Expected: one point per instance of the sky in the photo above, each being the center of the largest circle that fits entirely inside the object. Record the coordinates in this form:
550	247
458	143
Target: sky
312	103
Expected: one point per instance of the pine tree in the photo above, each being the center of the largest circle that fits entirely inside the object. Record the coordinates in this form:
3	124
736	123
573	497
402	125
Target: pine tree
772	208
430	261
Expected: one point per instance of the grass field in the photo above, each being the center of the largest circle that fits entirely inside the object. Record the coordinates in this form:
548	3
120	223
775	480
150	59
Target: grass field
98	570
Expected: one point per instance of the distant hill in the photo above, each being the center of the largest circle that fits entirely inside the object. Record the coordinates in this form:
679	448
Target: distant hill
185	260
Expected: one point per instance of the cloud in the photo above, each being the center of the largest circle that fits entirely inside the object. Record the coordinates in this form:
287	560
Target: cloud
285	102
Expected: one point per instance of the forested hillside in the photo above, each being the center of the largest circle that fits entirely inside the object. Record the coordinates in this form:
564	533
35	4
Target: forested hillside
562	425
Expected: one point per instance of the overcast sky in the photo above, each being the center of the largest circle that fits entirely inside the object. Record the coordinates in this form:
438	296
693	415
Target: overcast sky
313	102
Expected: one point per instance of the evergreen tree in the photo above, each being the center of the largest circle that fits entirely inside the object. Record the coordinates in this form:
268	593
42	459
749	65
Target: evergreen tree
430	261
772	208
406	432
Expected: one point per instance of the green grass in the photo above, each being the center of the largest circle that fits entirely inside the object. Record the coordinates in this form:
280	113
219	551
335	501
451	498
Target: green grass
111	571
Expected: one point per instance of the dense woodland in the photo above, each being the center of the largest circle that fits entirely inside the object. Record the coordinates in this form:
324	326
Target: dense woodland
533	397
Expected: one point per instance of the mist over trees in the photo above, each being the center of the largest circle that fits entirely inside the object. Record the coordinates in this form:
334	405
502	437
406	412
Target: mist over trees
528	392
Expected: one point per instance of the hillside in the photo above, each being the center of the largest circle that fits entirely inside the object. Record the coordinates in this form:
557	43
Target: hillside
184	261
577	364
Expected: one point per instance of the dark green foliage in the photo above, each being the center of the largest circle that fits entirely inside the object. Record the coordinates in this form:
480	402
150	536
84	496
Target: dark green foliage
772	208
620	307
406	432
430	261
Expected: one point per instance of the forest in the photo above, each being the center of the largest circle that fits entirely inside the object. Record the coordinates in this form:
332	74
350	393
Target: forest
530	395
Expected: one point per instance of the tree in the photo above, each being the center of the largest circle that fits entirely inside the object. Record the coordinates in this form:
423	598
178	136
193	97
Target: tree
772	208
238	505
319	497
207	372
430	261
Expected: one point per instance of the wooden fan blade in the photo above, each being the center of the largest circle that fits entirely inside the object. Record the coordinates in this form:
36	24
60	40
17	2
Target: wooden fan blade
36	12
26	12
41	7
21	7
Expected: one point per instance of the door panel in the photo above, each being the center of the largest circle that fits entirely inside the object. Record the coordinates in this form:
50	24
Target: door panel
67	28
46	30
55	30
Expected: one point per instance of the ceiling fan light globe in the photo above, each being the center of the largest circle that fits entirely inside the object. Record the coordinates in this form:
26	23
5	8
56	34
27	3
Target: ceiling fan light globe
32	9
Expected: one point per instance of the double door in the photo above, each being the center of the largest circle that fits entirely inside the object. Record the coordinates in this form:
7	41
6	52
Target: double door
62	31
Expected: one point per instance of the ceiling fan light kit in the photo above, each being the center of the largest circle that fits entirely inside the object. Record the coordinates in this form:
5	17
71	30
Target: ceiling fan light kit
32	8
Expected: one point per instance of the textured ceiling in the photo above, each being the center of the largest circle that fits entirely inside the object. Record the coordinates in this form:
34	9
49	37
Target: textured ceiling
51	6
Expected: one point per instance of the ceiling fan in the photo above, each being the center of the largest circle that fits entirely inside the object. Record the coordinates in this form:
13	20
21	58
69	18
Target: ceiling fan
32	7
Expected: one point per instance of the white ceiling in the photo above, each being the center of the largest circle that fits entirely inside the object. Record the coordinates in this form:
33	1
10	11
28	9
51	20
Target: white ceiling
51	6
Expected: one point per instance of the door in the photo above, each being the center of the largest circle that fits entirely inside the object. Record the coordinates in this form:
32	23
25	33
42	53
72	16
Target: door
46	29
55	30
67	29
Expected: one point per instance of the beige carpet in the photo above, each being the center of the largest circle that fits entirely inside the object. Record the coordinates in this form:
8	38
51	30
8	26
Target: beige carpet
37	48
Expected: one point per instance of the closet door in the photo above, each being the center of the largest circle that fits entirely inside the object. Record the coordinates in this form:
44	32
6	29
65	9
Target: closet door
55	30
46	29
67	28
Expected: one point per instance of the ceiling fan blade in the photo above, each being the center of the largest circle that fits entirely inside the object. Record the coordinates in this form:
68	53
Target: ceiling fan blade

________________________

• Set task: Every line from the one holding "Expected: one point per instance of the double" through the final line of the listing must be echoed exactly; leave out all other lines.

• Result:
Expected: one point per instance of the double door in the photo above, each being the center of the largest circle that fits entirely inside the object. Record the coordinates in this form:
7	41
6	52
Target: double door
62	31
Expected: one point per instance of the ceiling fan light kit in the photo above, each being the center of the largest circle that fits entirely inside the object. Record the coordinates in this form:
5	17
71	30
Target: ceiling fan light kit
32	8
Expected: one point per instance of the textured ceiling in the photo above, each being the center of the largest circle that fits entirely inside the object. Record the coordinates in this form:
34	9
49	37
Target: textured ceiling
51	6
Expected: one point per instance of the ceiling fan in the photo above, each being the center of the largest circle that fits entirely inside the object. Record the coordinates in this form:
13	20
21	58
69	18
Target: ceiling fan
32	7
Expected: one point per instance of the white ceiling in the photo above, each being the center of the largest circle that fits entirely inside the object. Record the coordinates in this form:
33	1
10	11
28	9
51	20
Target: white ceiling
51	6
Expected: one point per instance of the door in the photo above, each being the center of the largest circle that fits entirely inside the object. Record the coordinates in this form:
32	23
25	33
42	53
72	16
Target: door
46	29
55	30
67	29
Expected: one point per instance of the beige carpet in the photo above, each being the center of the largest circle that fits entirely inside the object. Record the coordinates in this form:
8	38
51	30
8	26
Target: beige carpet
37	48
Expected: one point per instance of the closet door in the photo above, each being the center of the largest circle that fits entirely inside the object. Record the coordinates in this form:
44	32
6	29
65	9
Target: closet door
55	30
46	29
67	28
Expected: one point per instance of the ceiling fan blade in the photo above, each being the center of the largest circle that fits entirely inside the object. Record the coordinates in this form:
68	53
Target: ceiling fan blade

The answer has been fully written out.